### GIVEN INSTRUCTION:
Quote the listing below in its entirety.
:::
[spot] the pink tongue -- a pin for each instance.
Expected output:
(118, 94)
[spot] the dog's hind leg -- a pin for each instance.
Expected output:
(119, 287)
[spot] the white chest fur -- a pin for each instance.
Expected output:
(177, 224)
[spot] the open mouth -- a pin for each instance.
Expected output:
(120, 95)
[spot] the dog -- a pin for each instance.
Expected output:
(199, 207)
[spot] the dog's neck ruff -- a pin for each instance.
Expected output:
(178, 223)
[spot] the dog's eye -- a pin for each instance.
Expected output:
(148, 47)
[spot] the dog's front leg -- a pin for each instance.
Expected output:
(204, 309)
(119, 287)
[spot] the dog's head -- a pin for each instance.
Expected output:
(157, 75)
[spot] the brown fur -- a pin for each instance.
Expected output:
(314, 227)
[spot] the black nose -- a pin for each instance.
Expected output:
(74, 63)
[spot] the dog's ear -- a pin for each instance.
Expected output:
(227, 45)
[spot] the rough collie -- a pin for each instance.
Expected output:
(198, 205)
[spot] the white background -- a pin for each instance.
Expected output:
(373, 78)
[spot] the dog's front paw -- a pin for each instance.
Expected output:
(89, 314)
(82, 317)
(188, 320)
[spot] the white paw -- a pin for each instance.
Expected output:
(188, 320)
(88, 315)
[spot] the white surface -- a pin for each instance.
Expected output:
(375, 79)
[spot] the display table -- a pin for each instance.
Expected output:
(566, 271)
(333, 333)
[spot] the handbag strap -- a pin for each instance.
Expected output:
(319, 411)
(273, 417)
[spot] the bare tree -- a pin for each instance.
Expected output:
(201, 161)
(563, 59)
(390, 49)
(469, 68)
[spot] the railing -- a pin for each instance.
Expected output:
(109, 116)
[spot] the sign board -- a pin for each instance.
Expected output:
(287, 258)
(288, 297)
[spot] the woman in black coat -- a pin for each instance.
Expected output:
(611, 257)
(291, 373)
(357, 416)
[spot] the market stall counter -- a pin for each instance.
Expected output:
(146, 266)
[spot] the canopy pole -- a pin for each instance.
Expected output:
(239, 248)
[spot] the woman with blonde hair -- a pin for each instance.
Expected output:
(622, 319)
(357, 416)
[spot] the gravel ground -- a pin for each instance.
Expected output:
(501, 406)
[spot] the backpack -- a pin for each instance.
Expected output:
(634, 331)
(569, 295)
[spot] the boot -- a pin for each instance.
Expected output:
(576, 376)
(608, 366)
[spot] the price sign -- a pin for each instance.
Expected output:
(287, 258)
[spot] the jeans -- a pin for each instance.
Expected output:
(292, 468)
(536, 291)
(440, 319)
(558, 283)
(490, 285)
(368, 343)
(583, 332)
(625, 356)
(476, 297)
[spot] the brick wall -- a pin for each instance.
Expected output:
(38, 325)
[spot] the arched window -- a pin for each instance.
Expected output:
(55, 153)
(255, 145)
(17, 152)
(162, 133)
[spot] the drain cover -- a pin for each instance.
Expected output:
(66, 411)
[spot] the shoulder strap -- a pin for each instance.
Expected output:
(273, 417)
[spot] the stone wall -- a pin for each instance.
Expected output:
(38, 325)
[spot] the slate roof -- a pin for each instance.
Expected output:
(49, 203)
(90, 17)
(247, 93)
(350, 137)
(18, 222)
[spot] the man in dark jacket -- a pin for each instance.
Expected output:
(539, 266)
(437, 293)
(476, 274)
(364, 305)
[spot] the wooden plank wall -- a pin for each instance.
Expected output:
:::
### EXERCISE RESPONSE:
[spot] the pink tongue -- a pin for each instance.
Expected output:
(118, 94)
[spot] the dog's hind leg -- a pin for each instance.
Expected output:
(119, 287)
[spot] the white chest fur -- a pin for each instance.
Expected output:
(177, 224)
[spot] the open mouth -- a pin for each instance.
Expected output:
(120, 95)
[spot] the dog -- a pin for each instance.
Expected output:
(199, 207)
[spot] the dog's neck ruff -- a pin for each instance.
Expected output:
(178, 223)
[spot] the dog's eye -- a pin for each instance.
Expected output:
(148, 47)
[spot] the dog's front leg -- a pin for each instance.
Expected output:
(204, 309)
(119, 287)
[spot] the dog's head -- a pin for each instance.
Expected output:
(157, 75)
[spot] the brown fur -- a pin for each instance.
Expected output:
(314, 227)
[spot] the black nose -- a pin for each instance.
Expected output:
(74, 63)
[spot] the dog's ear -- a pin for each instance.
Expected output:
(227, 45)
[spot] the rough collie -- a pin for each instance.
Expected output:
(198, 205)
[spot] the white background -- a pin for each instance.
Expected output:
(373, 78)
[spot] the dog's front paw -- a pin for each instance.
Expected output:
(89, 314)
(82, 317)
(188, 320)
[spot] the white paw -- a pin for each instance.
Expected output:
(188, 320)
(88, 315)
[spot] the white surface -- a pin for each instance.
Expected output:
(375, 79)
[spot] the display table -- a pin for each instance.
Expected output:
(566, 271)
(333, 333)
[spot] the handbag strap -- a pin for each instance.
Expected output:
(319, 411)
(273, 417)
[spot] the bare tree -- a pin for each instance.
Expected output:
(201, 161)
(563, 59)
(390, 49)
(469, 68)
[spot] the railing -- a pin for each instance.
Expected output:
(109, 116)
[spot] the sign board -- a pin for each instance.
Expected output:
(287, 258)
(288, 297)
[spot] the woman in black coat -- a pin for each instance.
Expected output:
(611, 257)
(291, 373)
(357, 416)
[spot] the market stall counter -- a pin for each instance.
Expected output:
(146, 266)
[spot] the canopy pole -- a pin for each instance.
Expected output:
(239, 248)
[spot] the woman with blonde hair -- a pin for each instance.
Expected output:
(622, 319)
(357, 416)
[spot] the gravel ground -- a pin for each instance.
Expected output:
(501, 406)
[spot] the backpack -- a pin for each instance.
Expected output:
(634, 331)
(569, 295)
[spot] the boot -- a pin for each instance.
Expected output:
(576, 376)
(608, 366)
[spot] the price sign -- a pin for each instance.
Expected output:
(287, 258)
[spot] the jeans -- a pin for each instance.
Expected output:
(292, 468)
(536, 291)
(440, 319)
(558, 283)
(490, 285)
(368, 343)
(583, 332)
(625, 356)
(476, 297)
[spot] the brick wall -- a pin for each instance.
Expected output:
(38, 325)
[spot] the arched window -- a pin for each instance.
Expected output:
(55, 153)
(255, 145)
(17, 152)
(162, 133)
[spot] the drain cover -- a pin for each instance.
Expected output:
(66, 411)
[spot] the shoulder strap -- a pin for each instance.
Expected output:
(273, 417)
[spot] the stone wall -- a pin for each instance.
Expected output:
(38, 325)
[spot] the slate roof -- a pin for each instance.
Expected output:
(49, 203)
(90, 17)
(247, 93)
(350, 137)
(18, 222)
[spot] the man in dark jacket -- a pin for each instance.
Expected output:
(539, 266)
(437, 293)
(476, 274)
(364, 305)
[spot] the wooden plank wall -- a pin for each instance.
Expected output:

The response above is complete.